Work to complete -
(a) Answer these about the regex notes, one line each, marked the same way:
(i) In what decade was the language developed?
(ii) What does `findall` return if the pattern is not found?
(iii) What does `\d` match?
(b) Please write out the part of the regex notes that begins at the words "The language was" and stops after "print(re.findall('a', 'Natural Language Processing'))", copying each character without change.

## Regular Expressions
---

### Introduction
---

A **regular expression** (or **regex**) is a sequence of characters that define a search pattern. 

The language was developed in the 1950s. Examples: 
- used server side to validate the format of email addresses or password during registration
- used for parsing text data files to find, replace or delete certain string

In [1]:
# In python, regexes are supported by the "re" module.
import re

In [42]:
?re

In [2]:
# If the pattern is found, `findall` will return all its instances
print(re.findall('a', 'Natural Language Processing'))

['a', 'a', 'a', 'a']


In [3]:
# If the pattern is not found, `findall` will return an empty list
print(re.findall('a', 'Georgetown University'))

[]


In [4]:
# By default, regular expressions are case sensitive
print(re.findall('A', 'Machine Learning'))

[]


In [5]:
# For find and replace, the function is `sub`
re.sub('Language', 'Gas', 'Natural Language Processing')

'Natural Gas Processing'

### Special characters
---

Character|Description
:---: | ---
`.`|matches any single character, except newline characters
`\w`|matches any single letter, digit or underscore
`\W`|matches any character not part of `\w`
`\s`|matches a single whitespace character like: space, newline, tab, return
`\S`|matches any character not part of `\s`
`\t`|matches tab
`\n`|matches newline
`\r`|matches return
`\d`|matches decimal digit 0-9
`\b`|matches the the beginning or end of a word
`\`|escapes special characters

In [7]:
string = "The quick brown fox jumps over the lazy dog"

Dataset extract -
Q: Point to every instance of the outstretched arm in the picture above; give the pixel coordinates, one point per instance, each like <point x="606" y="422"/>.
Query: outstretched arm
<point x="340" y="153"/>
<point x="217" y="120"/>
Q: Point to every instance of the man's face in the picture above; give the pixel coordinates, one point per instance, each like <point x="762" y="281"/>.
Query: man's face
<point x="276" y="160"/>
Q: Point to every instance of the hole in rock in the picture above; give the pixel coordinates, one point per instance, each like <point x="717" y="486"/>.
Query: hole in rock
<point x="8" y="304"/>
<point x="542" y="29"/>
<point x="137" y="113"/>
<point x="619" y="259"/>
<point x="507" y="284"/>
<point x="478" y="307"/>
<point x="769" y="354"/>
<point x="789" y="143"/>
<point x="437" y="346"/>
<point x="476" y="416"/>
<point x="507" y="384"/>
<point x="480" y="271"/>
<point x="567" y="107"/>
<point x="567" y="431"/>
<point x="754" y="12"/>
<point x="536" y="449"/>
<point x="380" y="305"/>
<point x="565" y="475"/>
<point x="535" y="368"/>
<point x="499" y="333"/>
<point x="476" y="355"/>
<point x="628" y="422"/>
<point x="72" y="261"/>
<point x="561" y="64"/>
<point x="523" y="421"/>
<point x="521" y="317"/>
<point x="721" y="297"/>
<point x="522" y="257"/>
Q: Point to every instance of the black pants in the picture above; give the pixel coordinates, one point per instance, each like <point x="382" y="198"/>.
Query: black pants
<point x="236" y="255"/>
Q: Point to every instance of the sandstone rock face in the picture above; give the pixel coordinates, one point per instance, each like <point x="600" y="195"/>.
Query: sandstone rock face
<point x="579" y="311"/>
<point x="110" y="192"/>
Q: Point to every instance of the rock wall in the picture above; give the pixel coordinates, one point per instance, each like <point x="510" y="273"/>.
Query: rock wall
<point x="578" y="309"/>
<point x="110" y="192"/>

Outputs in order -
(a)
(i) The 1950s
(ii) An empty list
(iii) A decimal digit 0-9

(b)
The language was developed in the 1950s. Examples: 
- used server side to validate the format of email addresses or password during registration
- used for parsing text data files to find, replace or delete certain string

In [1]:
# In python, regexes are supported by the "re" module.
import re

In [42]:
?re

In [2]:
# If the pattern is found, `findall` will return all its instances
print(re.findall('a', 'Natural Language Processing'))